■ **YOUR TASKS**
1. Decide whether each statement agrees with the interview excerpt on NAD, ozone, and hydrogen peroxide, answering yes or no and quoting the words that settle it: (a) hydrogen peroxide has been given as IV therapy by doctors in integrative medicine; (b) ozone is the only oxidative agent discussed as killing bacteria and viruses; (c) NAD is said to probably help maintain the cell's electrical charge.
2. Quote the interview excerpt on NAD, ozone, and hydrogen peroxide word for word, from "Jackee: One quick" down to "bacterias and viruses.".
3. Continue the interview excerpt on NAD, ozone, and hydrogen peroxide from the point where it stops.
START EXCERPTED TEXT
MC: It’s very like The Matrix.
Jackee: Super sci-fi.
MC: It’s super sci-fi. One thing NAD probably does is helps maintain the electrical charge of the cell. If the cell has a super-strong electrical charge, and the membrane’s working well, is it possible that that membrane might be slightly less susceptible to the virus infection? I have a ton of experience taking care of people with chronic viral things, from herpes to HIV to hepatitis. You name it.
Jackee: One quick question again about hydrogen. Or, about ozone. A practical question. Is it true that hydrogen peroxide creates an ozone effect?
MC: You nailed it. Now we’re going back to the infectious disease world of functional medicine. It turns out that ozone is not the only oxidative kid on the block. One of the other oxidative kids on the block is hydrogen peroxide. For years, doctors in the integrative medicine space have been doing IV therapy with hydrogen peroxide because it has an oxidizing effect. In doing so, it can kill bacterias and viruses.
END EXCERPTED TEXT
START STUDY MATERIAL
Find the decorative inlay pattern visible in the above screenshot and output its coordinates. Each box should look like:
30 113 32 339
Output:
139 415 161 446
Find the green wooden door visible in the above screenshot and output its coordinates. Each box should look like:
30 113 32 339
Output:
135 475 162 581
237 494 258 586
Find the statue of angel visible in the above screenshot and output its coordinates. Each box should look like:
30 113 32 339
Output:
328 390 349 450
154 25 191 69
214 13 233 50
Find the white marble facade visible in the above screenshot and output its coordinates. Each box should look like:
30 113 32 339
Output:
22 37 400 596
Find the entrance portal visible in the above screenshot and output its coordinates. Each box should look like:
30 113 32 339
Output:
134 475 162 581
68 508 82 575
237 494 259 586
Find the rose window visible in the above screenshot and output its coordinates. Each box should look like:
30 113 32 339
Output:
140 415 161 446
END STUDY MATERIAL
■ **ANSWERS**
1.
(a) Yes: "For years, doctors in the integrative medicine space have been doing IV therapy with hydrogen peroxide because it has an oxidizing effect."
(b) No: "It turns out that ozone is not the only oxidative kid on the block."
(c) Yes: "One thing NAD probably does is helps maintain the electrical charge of the cell."

2.
Jackee: One quick question again about hydrogen. Or, about ozone. A practical question. Is it true that hydrogen peroxide creates an ozone effect?
MC: You nailed it. Now we’re going back to the infectious disease world of functional medicine. It turns out that ozone is not the only oxidative kid on the block. One of the other oxidative kids on the block is hydrogen peroxide. For years, doctors in the integrative medicine space have been doing IV therapy with hydrogen peroxide because it has an oxidizing effect. In doing so, it can kill bacterias and viruses.

3.
Jackee: Let’s close out with some practical advice from Dr. Cook. People are at home, and they have a lot of time to focus on their health. What can people do? What practices and disciplines can people start thinking about to arm themselves with wellness or to get on the road to wellness?
MC: Get in the right headspace. See yourself at the other end of this, better and stronger. Then see that it’s going to influence you to bring knowledge, wisdom, and truth. Imagine that that’s going to happen. This is a good idea. I got this from Jackee. Do you know how you give something up for Lent? Give something up for quarantine. Give up five things. Just lowering toxicity is going to be positive.
On the vitamin front, try to get a load of vitamin D, and a little bit of vitamin A. I would load up on as much vitamin C as you can. Zinc blocks viral replication. If you have zinc lozenges share them. Lysine blocks viral replication as well. And as far as vitamin D goes, you can be in quarantine but you may be able to go get some sunshine. Exercise is going to be good, but not crazy hard. I wouldn’t be doing high-intensity interval training. Then maybe get an ozone generator.
Jackee: How much is an ozone generator?
MC: I think it’s going to cost $4,000. I think they have one for $1,800, and one for maybe $2,400. Something like that.
Jackee: That’s a great place to start.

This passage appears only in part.